__INSTRUCTION 1__: Rewrite the part of the records that opens with the line containing "need bbox / helicopter nose" and closes with the line containing "[345,174,358,185]", replacing "landing skid" with "landing gear" and leaving everything else unchanged.

__PASSAGE TO READ__:
## PySpark Partitioning

PySpark partition is a way to split a large dataset into smaller datasets based on one or more partition keys. When you create a DataFrame from a file/table, based on certain parameters PySpark creates the DataFrame with a certain number of partitions in memory. This is one of the main advantages of PySpark DataFrame over Pandas DataFrame. Transformations on partitioned data run faster as they execute transformations parallelly for each partition.

PySpark supports partition in two ways; partition in memory (DataFrame) and partition on the disk (File system).

**Partition in memory**: You can partition or repartition the DataFrame by calling `repartition()` or `coalesce()` transformations.

**Partition on disk**: While writing the PySpark DataFrame back to disk, you can choose how to partition the data based on columns using `partitionBy()`.

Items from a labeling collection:

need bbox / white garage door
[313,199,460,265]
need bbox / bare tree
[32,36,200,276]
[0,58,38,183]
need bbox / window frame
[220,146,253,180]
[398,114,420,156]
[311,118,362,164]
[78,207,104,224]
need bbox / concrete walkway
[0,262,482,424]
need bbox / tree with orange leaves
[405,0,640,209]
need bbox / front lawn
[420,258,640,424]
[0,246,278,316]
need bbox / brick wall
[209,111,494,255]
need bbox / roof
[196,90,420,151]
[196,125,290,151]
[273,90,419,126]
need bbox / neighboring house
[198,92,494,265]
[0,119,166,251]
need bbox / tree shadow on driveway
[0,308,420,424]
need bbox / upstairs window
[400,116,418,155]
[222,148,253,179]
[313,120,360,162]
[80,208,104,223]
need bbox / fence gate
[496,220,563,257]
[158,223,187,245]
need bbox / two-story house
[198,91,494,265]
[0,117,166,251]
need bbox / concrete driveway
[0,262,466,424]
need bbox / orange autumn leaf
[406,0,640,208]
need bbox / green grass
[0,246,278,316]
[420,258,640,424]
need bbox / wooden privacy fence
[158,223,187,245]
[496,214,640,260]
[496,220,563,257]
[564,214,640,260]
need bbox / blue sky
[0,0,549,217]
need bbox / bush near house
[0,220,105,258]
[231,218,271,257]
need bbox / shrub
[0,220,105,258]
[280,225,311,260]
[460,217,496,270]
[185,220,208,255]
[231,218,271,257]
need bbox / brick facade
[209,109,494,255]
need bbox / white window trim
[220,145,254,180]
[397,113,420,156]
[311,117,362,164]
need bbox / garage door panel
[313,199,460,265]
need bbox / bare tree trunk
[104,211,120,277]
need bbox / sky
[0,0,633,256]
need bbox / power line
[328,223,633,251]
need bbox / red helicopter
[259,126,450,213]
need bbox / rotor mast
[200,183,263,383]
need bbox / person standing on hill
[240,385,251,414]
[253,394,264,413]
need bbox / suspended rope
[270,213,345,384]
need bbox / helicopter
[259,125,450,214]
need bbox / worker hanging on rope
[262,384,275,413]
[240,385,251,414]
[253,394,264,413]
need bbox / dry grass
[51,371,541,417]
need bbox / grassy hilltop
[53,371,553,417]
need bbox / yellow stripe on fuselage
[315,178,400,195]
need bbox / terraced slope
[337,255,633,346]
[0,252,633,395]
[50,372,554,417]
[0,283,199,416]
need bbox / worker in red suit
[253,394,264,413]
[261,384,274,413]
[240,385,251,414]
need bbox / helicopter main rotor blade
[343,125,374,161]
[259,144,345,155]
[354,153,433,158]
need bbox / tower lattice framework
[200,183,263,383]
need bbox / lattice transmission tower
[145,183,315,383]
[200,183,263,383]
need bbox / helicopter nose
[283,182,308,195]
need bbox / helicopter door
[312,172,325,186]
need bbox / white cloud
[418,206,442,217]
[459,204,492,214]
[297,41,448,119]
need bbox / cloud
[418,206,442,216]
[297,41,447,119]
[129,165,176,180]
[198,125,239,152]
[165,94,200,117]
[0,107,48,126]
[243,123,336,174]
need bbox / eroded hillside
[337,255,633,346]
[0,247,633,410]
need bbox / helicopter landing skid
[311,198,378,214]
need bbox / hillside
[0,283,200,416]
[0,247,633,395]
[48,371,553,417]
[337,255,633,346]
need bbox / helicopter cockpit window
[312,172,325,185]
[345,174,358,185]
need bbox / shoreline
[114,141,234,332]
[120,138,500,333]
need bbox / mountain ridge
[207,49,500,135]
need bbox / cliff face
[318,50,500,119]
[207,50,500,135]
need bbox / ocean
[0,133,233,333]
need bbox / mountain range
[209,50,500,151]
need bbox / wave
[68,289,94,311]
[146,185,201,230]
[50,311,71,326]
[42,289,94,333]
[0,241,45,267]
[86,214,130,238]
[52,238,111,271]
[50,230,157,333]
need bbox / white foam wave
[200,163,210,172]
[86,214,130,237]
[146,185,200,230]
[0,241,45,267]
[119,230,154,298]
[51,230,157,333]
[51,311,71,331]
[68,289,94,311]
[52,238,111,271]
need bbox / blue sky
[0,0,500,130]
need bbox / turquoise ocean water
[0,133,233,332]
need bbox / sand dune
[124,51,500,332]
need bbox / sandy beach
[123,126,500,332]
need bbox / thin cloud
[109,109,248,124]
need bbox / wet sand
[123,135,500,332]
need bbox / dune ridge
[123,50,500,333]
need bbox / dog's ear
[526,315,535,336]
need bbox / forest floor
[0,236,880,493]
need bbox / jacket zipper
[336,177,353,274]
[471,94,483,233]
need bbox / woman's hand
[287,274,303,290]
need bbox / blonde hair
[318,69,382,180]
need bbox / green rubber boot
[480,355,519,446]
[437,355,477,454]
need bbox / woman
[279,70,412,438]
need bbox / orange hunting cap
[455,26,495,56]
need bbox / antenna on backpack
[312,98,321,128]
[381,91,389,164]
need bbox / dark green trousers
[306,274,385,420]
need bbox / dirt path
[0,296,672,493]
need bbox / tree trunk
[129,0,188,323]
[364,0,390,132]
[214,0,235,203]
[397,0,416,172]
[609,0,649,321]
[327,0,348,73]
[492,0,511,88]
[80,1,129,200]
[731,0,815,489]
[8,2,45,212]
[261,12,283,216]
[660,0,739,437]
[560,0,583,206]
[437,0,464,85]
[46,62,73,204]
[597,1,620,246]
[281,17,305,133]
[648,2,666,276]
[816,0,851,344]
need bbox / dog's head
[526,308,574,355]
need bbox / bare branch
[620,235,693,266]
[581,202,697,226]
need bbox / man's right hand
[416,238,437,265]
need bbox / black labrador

__INSTRUCTION 2__: In the PySpark partitioning text, which method lets you choose how to partition data by columns when writing a DataFrame back to disk?

__EXERCISE RESPONSE 1__:
need bbox / helicopter nose
[283,182,308,195]
need bbox / helicopter door
[312,172,325,186]
need bbox / white cloud
[418,206,442,217]
[459,204,492,214]
[297,41,448,119]
need bbox / cloud
[418,206,442,216]
[297,41,447,119]
[129,165,176,180]
[198,125,239,152]
[165,94,200,117]
[0,107,48,126]
[243,123,336,174]
need bbox / eroded hillside
[337,255,633,346]
[0,247,633,410]
need bbox / helicopter landing gear
[311,198,378,214]
need bbox / hillside
[0,283,200,416]
[0,247,633,395]
[48,371,553,417]
[337,255,633,346]
need bbox / helicopter cockpit window
[312,172,325,185]
[345,174,358,185]

__EXERCISE RESPONSE 2__: `partitionBy()`